TESTO CITATO:
Questa misura, diversamente da quanto affermato da molti, ha lo stesso grado di “precisione approssimata” della misura con la massa aggiunta. Vi ricordo che con le sospensioni di tela a più corrugazioni, quelle dei woofer professionali per intenderci, il rodaggio ha poco effetto sulla cedevolezza. Anche un’ora di rodaggio intenso secondo le procedure viste la volta scorsa, abbassa di pochissimo la risonanza, scaldando anche poco la bobina mobile.
Calcolare Vas, RMS, B x L
Sia con la misura di impedenza con la massa aggiunta che quella alternativa col volume aggiunto, si può calcolare la massa dalla cedevolezza o viceversa semplicemente ribaltando la [1] a seconda della grandezza che ci interessa conoscere. Una volta calcolata Mms e Cms abbiamo, per fortuna, finito di fare misure. Abbiamo infatti tutti i dati per sviluppare queste equazioni:
Vas = Cms x SD2 x ro x c2 (espresso un metri cubi)
Rms = 1/Qms x SQR (Mms/Cms) (espresso in ohm “meccanici”)
B x L = SQR (Rms x Res)
Dove SQR rappresenta come sempre l’operazione di radice quadrata. Il fattore di forza B x L si esprime in Tesla per metro oppure in Newton/Ampere. L’ultima formula ci suggerisce anche il comportamento del fattore di forza con i collegamenti serie e parallelo. Con i due woofer in parallelo Rms raddoppia e Res dimezza, per cui il fattore B x L rimane inalterato, mentre con le connessioni in serie Rms raddoppia ed Res anche, così che il fattore B x L raddoppia. Il fattore di forza ci indica il prodotto fra il campo magnetico generato tra le terminazioni polari e la lunghezza del filo di rame della bobina mobile che è immerso in quello spazio ed esprime la forza dell’equipaggio mobile secondo la formula F = BL x i, dove F rappresenta la forza ed i la corrente circolante nella bobina mobile.

Dati di segmentazione

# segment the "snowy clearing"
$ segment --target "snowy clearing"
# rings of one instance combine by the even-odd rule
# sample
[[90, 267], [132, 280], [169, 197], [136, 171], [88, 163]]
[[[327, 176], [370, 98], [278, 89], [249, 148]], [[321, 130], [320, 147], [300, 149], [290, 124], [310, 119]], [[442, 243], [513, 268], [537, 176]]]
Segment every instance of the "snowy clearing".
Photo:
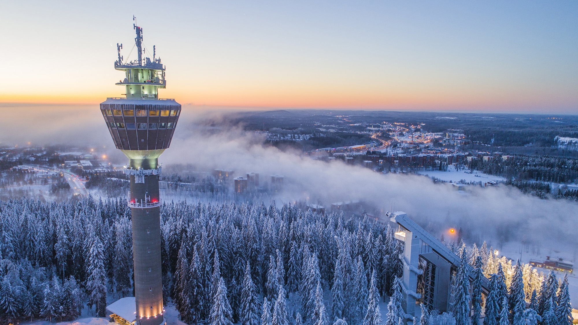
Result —
[[493, 181], [494, 182], [503, 181], [506, 179], [501, 176], [488, 175], [480, 171], [474, 170], [470, 174], [469, 169], [461, 169], [456, 170], [455, 166], [449, 166], [447, 167], [447, 171], [443, 170], [425, 170], [418, 171], [417, 173], [421, 175], [425, 175], [431, 177], [435, 177], [446, 182], [451, 181], [453, 182], [459, 182], [461, 180], [465, 180], [466, 182], [488, 182]]

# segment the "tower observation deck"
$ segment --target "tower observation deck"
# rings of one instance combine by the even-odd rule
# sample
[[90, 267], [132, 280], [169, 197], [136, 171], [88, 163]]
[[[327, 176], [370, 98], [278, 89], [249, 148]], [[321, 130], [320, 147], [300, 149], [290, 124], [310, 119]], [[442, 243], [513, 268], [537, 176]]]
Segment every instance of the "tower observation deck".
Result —
[[[161, 199], [158, 157], [171, 144], [181, 111], [172, 99], [158, 98], [166, 85], [165, 67], [156, 57], [144, 57], [142, 28], [136, 34], [136, 58], [124, 62], [122, 44], [117, 44], [114, 69], [125, 73], [117, 85], [125, 87], [125, 97], [109, 98], [100, 104], [114, 145], [129, 159], [124, 173], [130, 177], [127, 202], [132, 221], [136, 322], [139, 325], [165, 323], [161, 270]], [[144, 49], [143, 49], [144, 48]]]

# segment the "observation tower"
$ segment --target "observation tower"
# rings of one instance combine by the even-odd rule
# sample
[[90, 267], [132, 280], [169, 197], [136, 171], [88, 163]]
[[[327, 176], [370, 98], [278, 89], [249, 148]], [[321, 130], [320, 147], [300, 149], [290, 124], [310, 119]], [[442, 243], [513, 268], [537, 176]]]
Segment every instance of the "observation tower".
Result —
[[[136, 32], [137, 58], [123, 62], [123, 45], [117, 44], [118, 59], [114, 69], [125, 73], [126, 97], [110, 98], [101, 103], [101, 111], [117, 149], [129, 159], [124, 173], [130, 175], [128, 206], [132, 218], [134, 262], [135, 318], [139, 325], [165, 323], [161, 271], [161, 225], [158, 157], [169, 147], [180, 113], [175, 99], [158, 98], [158, 89], [166, 85], [165, 66], [156, 57], [143, 57], [142, 28], [133, 24]], [[132, 303], [132, 302], [131, 302]]]

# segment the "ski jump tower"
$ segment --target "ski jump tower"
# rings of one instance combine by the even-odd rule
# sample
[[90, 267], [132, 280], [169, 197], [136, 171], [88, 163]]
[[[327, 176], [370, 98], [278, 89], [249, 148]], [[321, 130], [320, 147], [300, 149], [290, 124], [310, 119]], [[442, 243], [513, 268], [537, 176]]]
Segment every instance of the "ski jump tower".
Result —
[[[180, 113], [175, 99], [158, 98], [159, 88], [166, 85], [165, 66], [156, 58], [143, 58], [142, 28], [136, 31], [137, 58], [123, 62], [123, 45], [117, 44], [118, 57], [114, 69], [124, 71], [126, 97], [107, 98], [101, 110], [117, 149], [129, 159], [124, 173], [129, 175], [128, 206], [132, 219], [135, 312], [139, 325], [165, 323], [161, 271], [161, 227], [158, 157], [169, 147]], [[150, 55], [149, 53], [149, 55]], [[131, 321], [132, 320], [129, 320]]]

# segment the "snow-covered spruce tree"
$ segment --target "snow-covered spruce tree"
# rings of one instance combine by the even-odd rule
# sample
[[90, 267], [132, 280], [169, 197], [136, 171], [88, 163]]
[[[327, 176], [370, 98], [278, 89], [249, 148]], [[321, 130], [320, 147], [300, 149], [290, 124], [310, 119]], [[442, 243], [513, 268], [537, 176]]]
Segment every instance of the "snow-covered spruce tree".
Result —
[[315, 294], [315, 310], [313, 315], [313, 325], [329, 325], [327, 312], [323, 303], [323, 289], [320, 281], [317, 282]]
[[52, 323], [52, 319], [55, 317], [57, 309], [53, 304], [52, 298], [54, 295], [52, 293], [50, 285], [49, 282], [46, 282], [45, 284], [45, 289], [43, 294], [44, 296], [44, 301], [42, 308], [40, 312], [40, 316], [46, 320]]
[[277, 261], [275, 267], [275, 272], [277, 273], [277, 283], [281, 286], [285, 286], [285, 267], [283, 266], [283, 257], [279, 249], [276, 251]]
[[499, 325], [510, 325], [510, 321], [508, 320], [508, 312], [507, 310], [507, 299], [504, 298], [504, 301], [502, 302], [502, 305], [503, 307], [502, 308], [502, 311], [500, 312], [500, 322]]
[[86, 293], [88, 296], [88, 306], [94, 306], [96, 316], [105, 317], [106, 309], [106, 275], [103, 261], [102, 243], [95, 234], [92, 237], [90, 249], [87, 259], [86, 273], [88, 275], [86, 281]]
[[484, 325], [498, 325], [498, 317], [499, 316], [499, 305], [497, 300], [499, 294], [496, 287], [499, 281], [499, 278], [496, 274], [492, 274], [490, 279], [490, 293], [486, 298], [486, 317], [484, 317]]
[[[429, 312], [425, 308], [425, 305], [420, 304], [420, 308], [421, 308], [421, 316], [420, 317], [420, 325], [429, 325]], [[414, 324], [417, 325], [416, 323]], [[473, 324], [472, 324], [473, 325]]]
[[498, 302], [498, 311], [501, 311], [503, 307], [504, 298], [507, 294], [507, 288], [506, 286], [506, 275], [504, 274], [503, 267], [501, 263], [498, 264], [498, 271], [496, 272], [497, 281], [495, 283], [495, 290]]
[[306, 322], [313, 318], [316, 307], [317, 285], [321, 281], [317, 256], [314, 253], [312, 254], [309, 256], [309, 260], [307, 268], [303, 270], [306, 272], [302, 277], [303, 283], [301, 285], [301, 312]]
[[481, 325], [481, 281], [484, 277], [481, 265], [481, 256], [478, 255], [474, 262], [473, 281], [472, 282], [472, 325]]
[[377, 290], [377, 279], [375, 270], [371, 274], [369, 285], [369, 296], [368, 298], [367, 311], [364, 319], [363, 325], [381, 325], [381, 313], [379, 310], [379, 292]]
[[3, 323], [17, 324], [20, 319], [17, 294], [18, 291], [12, 287], [8, 275], [5, 275], [0, 282], [0, 321]]
[[273, 308], [272, 325], [289, 325], [289, 314], [287, 313], [287, 302], [285, 301], [285, 289], [279, 285], [279, 294]]
[[301, 263], [298, 256], [299, 250], [295, 241], [291, 242], [289, 253], [289, 270], [287, 272], [287, 292], [290, 293], [299, 290], [301, 281]]
[[[401, 277], [403, 274], [403, 264], [400, 258], [403, 253], [403, 246], [401, 242], [398, 240], [394, 240], [394, 242], [395, 243], [395, 250], [388, 259], [390, 263], [387, 266], [387, 272], [390, 275], [389, 281], [392, 283], [391, 287], [393, 287], [393, 283], [395, 282], [396, 279]], [[389, 296], [392, 294], [390, 292]]]
[[553, 308], [555, 310], [556, 289], [558, 287], [558, 279], [553, 271], [550, 271], [548, 275], [542, 281], [540, 289], [540, 296], [538, 297], [538, 315], [544, 317], [544, 313], [548, 309], [548, 304], [551, 299]]
[[177, 267], [175, 270], [175, 307], [179, 311], [181, 320], [183, 322], [190, 323], [191, 319], [191, 301], [190, 289], [191, 283], [189, 282], [189, 265], [187, 259], [186, 247], [181, 245], [179, 249], [179, 257], [177, 259]]
[[536, 294], [536, 289], [532, 290], [532, 296], [530, 297], [529, 309], [536, 311], [536, 312], [538, 312], [538, 295]]
[[214, 297], [215, 293], [217, 292], [217, 285], [223, 277], [221, 275], [221, 259], [218, 256], [218, 250], [214, 249], [213, 256], [214, 256], [213, 258], [213, 273], [211, 275], [211, 283], [212, 283], [211, 286], [213, 290], [211, 294]]
[[70, 243], [67, 233], [66, 223], [60, 222], [56, 226], [56, 243], [54, 251], [56, 253], [56, 269], [58, 275], [64, 283], [68, 270], [68, 259], [71, 256]]
[[263, 312], [261, 314], [261, 325], [272, 325], [271, 308], [269, 305], [269, 301], [265, 297], [263, 301]]
[[201, 320], [203, 303], [200, 300], [203, 298], [205, 289], [203, 288], [203, 282], [201, 276], [200, 270], [202, 267], [199, 260], [196, 245], [192, 246], [191, 260], [188, 267], [188, 301], [190, 307], [190, 316], [188, 318], [191, 323], [197, 324]]
[[456, 274], [457, 288], [454, 303], [456, 325], [469, 325], [469, 275], [468, 274], [468, 257], [465, 245], [462, 246], [460, 266]]
[[470, 249], [468, 254], [469, 261], [468, 263], [472, 267], [475, 267], [476, 266], [476, 259], [480, 256], [480, 251], [477, 249], [477, 246], [476, 245], [476, 243], [472, 244], [472, 249]]
[[524, 292], [524, 279], [520, 260], [516, 264], [512, 284], [510, 285], [508, 319], [513, 325], [524, 325], [524, 312], [526, 310], [525, 294]]
[[269, 256], [269, 268], [267, 271], [267, 282], [265, 284], [265, 292], [270, 301], [273, 301], [277, 297], [277, 264], [273, 255]]
[[390, 299], [387, 303], [387, 313], [386, 314], [385, 325], [397, 325], [399, 317], [393, 300]]
[[245, 275], [241, 291], [242, 325], [259, 325], [259, 301], [255, 283], [251, 278], [251, 266], [247, 261]]
[[524, 321], [525, 325], [538, 325], [539, 320], [542, 318], [538, 315], [538, 312], [532, 308], [528, 308], [524, 311]]
[[564, 275], [564, 279], [560, 283], [558, 290], [558, 306], [556, 307], [556, 319], [560, 325], [568, 325], [574, 320], [572, 317], [572, 308], [570, 304], [570, 292], [568, 291], [568, 277]]
[[209, 321], [212, 325], [232, 325], [232, 311], [227, 298], [227, 287], [223, 278], [220, 278], [213, 298], [213, 307]]
[[64, 282], [63, 304], [65, 319], [72, 320], [80, 316], [83, 308], [82, 292], [76, 281], [71, 275]]
[[211, 301], [213, 300], [214, 296], [212, 294], [213, 281], [211, 270], [213, 267], [211, 266], [210, 255], [209, 255], [209, 251], [211, 250], [211, 245], [209, 245], [209, 239], [207, 238], [207, 231], [204, 228], [202, 229], [201, 243], [199, 245], [197, 252], [199, 256], [199, 274], [201, 275], [201, 287], [203, 289], [202, 294], [201, 295], [201, 298], [199, 299], [199, 302], [201, 306], [199, 318], [206, 319], [210, 316]]
[[[396, 278], [391, 287], [393, 294], [390, 297], [390, 302], [387, 304], [386, 325], [389, 325], [390, 322], [392, 322], [391, 324], [397, 324], [399, 319], [405, 317], [405, 313], [401, 307], [403, 297], [401, 294], [401, 281], [399, 278]], [[390, 316], [390, 314], [392, 316]]]
[[542, 325], [557, 325], [558, 320], [556, 318], [555, 307], [554, 297], [550, 297], [544, 306], [544, 313], [542, 315]]
[[[315, 294], [313, 295], [313, 311], [311, 313], [311, 316], [308, 322], [306, 322], [307, 323], [314, 324], [315, 323], [319, 321], [320, 315], [321, 315], [321, 307], [323, 307], [324, 311], [325, 311], [325, 304], [323, 303], [323, 288], [321, 287], [321, 283], [320, 280], [317, 281], [317, 285], [315, 286]], [[327, 318], [327, 315], [325, 315]], [[329, 320], [327, 321], [329, 322]]]
[[335, 262], [333, 285], [331, 286], [331, 319], [337, 320], [343, 317], [345, 305], [343, 302], [343, 273], [341, 262]]
[[354, 313], [351, 315], [354, 323], [361, 323], [363, 320], [367, 308], [367, 299], [369, 292], [367, 289], [367, 276], [364, 267], [361, 257], [357, 257], [357, 269], [355, 272], [355, 295], [354, 303], [355, 308]]
[[132, 290], [131, 282], [132, 267], [130, 262], [132, 260], [130, 241], [130, 232], [127, 228], [130, 226], [127, 218], [123, 218], [114, 223], [116, 244], [114, 245], [114, 282], [119, 298], [127, 297]]
[[297, 313], [295, 317], [295, 325], [303, 325], [303, 317], [300, 313]]

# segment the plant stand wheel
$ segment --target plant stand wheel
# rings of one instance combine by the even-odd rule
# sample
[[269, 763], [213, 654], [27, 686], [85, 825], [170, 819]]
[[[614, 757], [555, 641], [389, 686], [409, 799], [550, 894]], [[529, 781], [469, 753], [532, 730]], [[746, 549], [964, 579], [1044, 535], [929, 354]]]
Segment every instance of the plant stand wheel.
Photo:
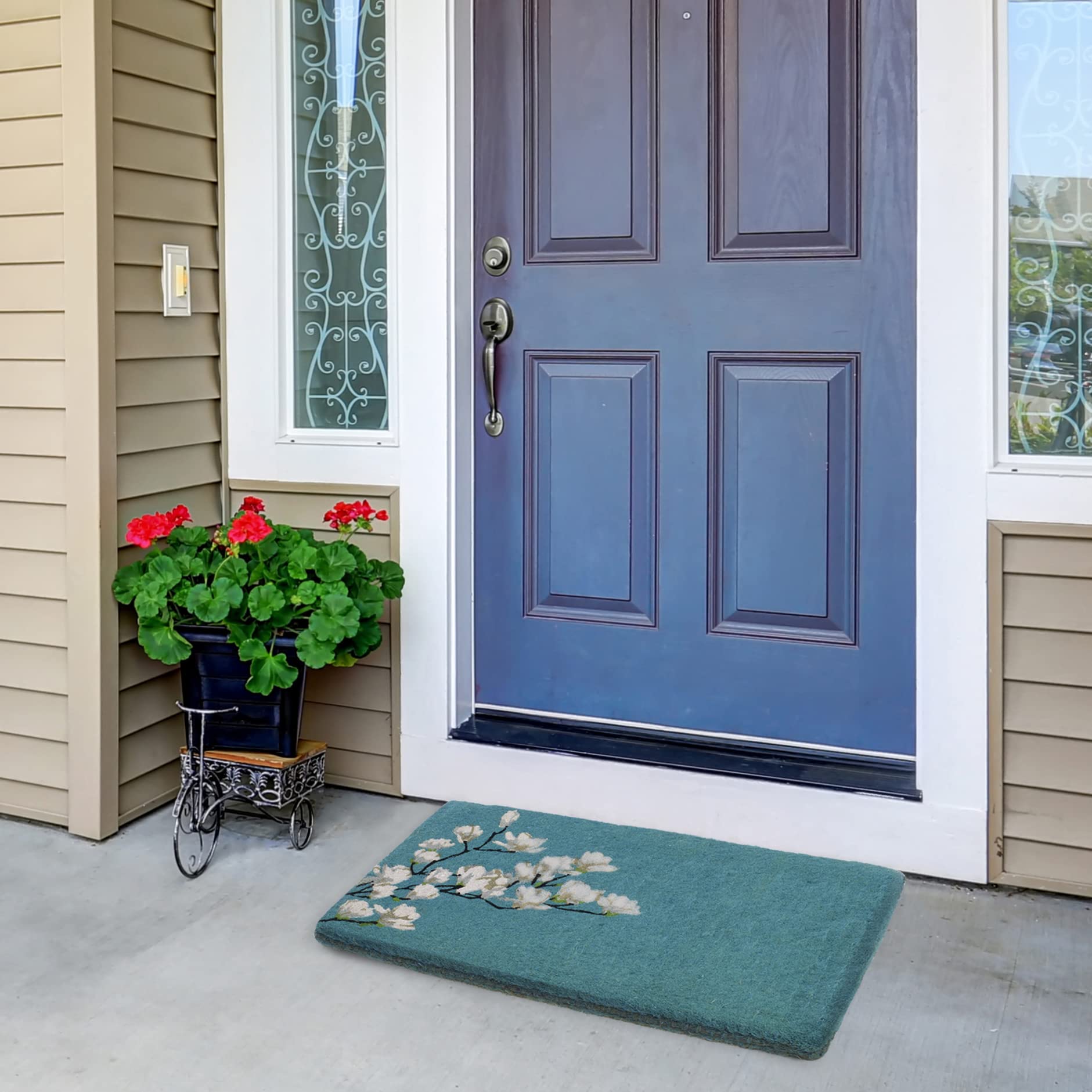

PROVE:
1/ Rispondi alle domande sul brano sui parametri dei woofer:
(a) Con le sospensioni di tela a più corrugazioni, che effetto ha il rodaggio sulla cedevolezza?
(b) In quali unità si esprime il fattore di forza B x L?
(c) Che cosa accade al fattore B x L con due woofer collegati in parallelo?
2/ Continua il brano sui parametri dei woofer a partire dalla sua ultima frase.
I dati sono materiale a sé, distinto dal brano sui parametri dei woofer.

SOLUZIONI DEGLI ESERCIZI:
1/
(a) Ha poco effetto.
(b) In Tesla per metro oppure in Newton/Ampere.
(c) Rimane inalterato, perché Rms raddoppia e Res dimezza.

2/
La quasi totalità dei woofer in commercio ha delle bobine mobili molto più alte della dimensione della piastra polare (overhung), motivo per il quale la parte di L che costituisce il fattore di forza riguarda soltanto la lunghezza di filo effettivamente immersa nel campo compreso tra le terminazioni polari e non tutta la lunghezza dell’avvolgimento. Comunque ricordate che come verifica del lavoro fatto possiamo usare la formula di controllo:
W0 x Re x Mms/(Qes x BL2) = 1
dove W0 = 2 x Pg x Fs. A questo punto abbiamo tutti i parametri da inserire nei nostri software di simulazione, certi che a parametri corretti corrisponderanno simulazioni veritiere.
Il circuito a corrente costante
Ricordiamo che comunque siamo partiti dalla corretta misura del modulo dell’impedenza e dalle raccomandazioni su come eseguire correttamente questa misura. Pensandoci bene, all’ennesima richiesta di aiuto da parte di un lettore in difficoltà mi sono deciso a scrivere queste due puntate chiarificatrici ed a progettare un circuito che eliminasse completamente l’amplificatore di misura e che ci consentisse di evitare errori. Avevo pensato a questo tipo di circuito almeno una decina di anni fa ma francamente devo dire che non è tutta farina del mio sacco, almeno nel principio di funzionamento, che credo di aver letto su Elektor una trentina di anni fa.
Avevo giudicato eccellente il principio di funzionamento ma la cosa era finita lì, riposta in quel capiente cassetto immaginario ove spesso accantoniamo le “intenzioni di prova” che ha ogni sperimentatore che si rispetti. Ho ricevuto negli ultimi tempi molte richieste in merito alla misura dei parametri di un woofer, oltre ad averne visti di platealmente sbagliati, ed ho pensato a come costruire un sistema di misura per i woofer che funzionasse a vera corrente costante senza utilizzare nemmeno un amplificatore di potenza esterno. Probabilmente è in quel momento che mi è venuto in mente il circuito di 30 anni fa letto, credo, sulle pagine di una eccellente rivista di elettronica. Il principio di base è quello di regolare il guadagno di un operazionale in modo che ad una impedenza del woofer molto bassa corrisponda un livello di segnale altrettanto basso mentre quando abbiamo una impedenza molto elevata il livello del segnale aumenti in proporzione.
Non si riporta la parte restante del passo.